Extracted data entries
══════

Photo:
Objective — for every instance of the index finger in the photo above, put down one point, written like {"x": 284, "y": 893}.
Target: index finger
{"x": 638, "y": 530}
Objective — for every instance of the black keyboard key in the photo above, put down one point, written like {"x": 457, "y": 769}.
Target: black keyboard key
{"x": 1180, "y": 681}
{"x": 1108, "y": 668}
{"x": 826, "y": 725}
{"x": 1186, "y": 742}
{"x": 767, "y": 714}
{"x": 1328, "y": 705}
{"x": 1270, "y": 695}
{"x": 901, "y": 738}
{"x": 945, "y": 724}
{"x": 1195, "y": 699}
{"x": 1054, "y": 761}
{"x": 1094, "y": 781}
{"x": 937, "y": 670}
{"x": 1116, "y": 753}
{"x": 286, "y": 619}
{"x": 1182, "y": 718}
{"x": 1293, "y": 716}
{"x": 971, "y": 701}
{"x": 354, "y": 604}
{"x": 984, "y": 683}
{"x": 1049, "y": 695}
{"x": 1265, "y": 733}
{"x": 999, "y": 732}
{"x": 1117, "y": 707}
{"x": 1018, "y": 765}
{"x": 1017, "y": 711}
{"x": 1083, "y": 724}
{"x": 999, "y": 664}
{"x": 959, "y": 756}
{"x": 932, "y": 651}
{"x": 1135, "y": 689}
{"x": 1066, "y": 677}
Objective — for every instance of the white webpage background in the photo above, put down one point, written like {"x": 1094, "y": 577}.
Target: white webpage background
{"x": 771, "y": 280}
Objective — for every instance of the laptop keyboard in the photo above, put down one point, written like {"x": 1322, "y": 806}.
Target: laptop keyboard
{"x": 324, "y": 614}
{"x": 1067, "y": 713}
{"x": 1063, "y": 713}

══════

# [WHAT NEEDS TO BE DONE]
Put the items above into a two-column CSV with the headers item_text and answer, one row per item. Give each item's text and its answer as separate quoted fields, and replace any line breaks with spaces.

# [EXERCISE RESPONSE]
item_text,answer
"Photo: Objective — for every instance of the index finger in the photo above, put down one point, written like {""x"": 284, ""y"": 893}. Target: index finger","{""x"": 638, ""y"": 530}"
"Objective — for every instance of the black keyboard key in the photo above, put down one point, written like {""x"": 457, ""y"": 769}. Target: black keyboard key","{""x"": 1180, ""y"": 681} {""x"": 1108, ""y"": 668} {""x"": 826, ""y"": 725} {""x"": 1186, ""y"": 742} {""x"": 767, ""y"": 714} {""x"": 1328, ""y"": 705} {""x"": 1270, ""y"": 695} {""x"": 901, ""y"": 738} {""x"": 945, ""y"": 724} {""x"": 1195, ""y"": 699} {""x"": 1054, ""y"": 761} {""x"": 1094, ""y"": 781} {""x"": 937, ""y"": 670} {""x"": 1116, ""y"": 753} {""x"": 286, ""y"": 619} {""x"": 1182, ""y"": 718} {""x"": 1293, ""y"": 716} {""x"": 971, ""y"": 701} {""x"": 354, ""y"": 604} {""x"": 984, ""y"": 683} {""x"": 1049, ""y"": 695} {""x"": 1265, ""y"": 733} {""x"": 999, ""y"": 732} {""x"": 1117, ""y"": 707} {""x"": 1018, ""y"": 765} {""x"": 1017, ""y"": 711} {""x"": 1083, ""y"": 724} {""x"": 999, ""y"": 664} {""x"": 959, ""y"": 756} {""x"": 932, ""y"": 651} {""x"": 1135, ""y"": 689} {""x"": 1066, ""y"": 677}"
"Objective — for every instance of the white webpage background in the photo above, put down one point, written like {""x"": 1094, ""y"": 577}. Target: white webpage background","{""x"": 771, ""y"": 280}"
"Objective — for every instance of the laptop keyboard in the photo above, put down one point, written like {""x"": 1322, ""y"": 806}. Target: laptop keyboard","{""x"": 324, ""y"": 614} {""x"": 1067, ""y"": 713} {""x"": 1063, ""y"": 713}"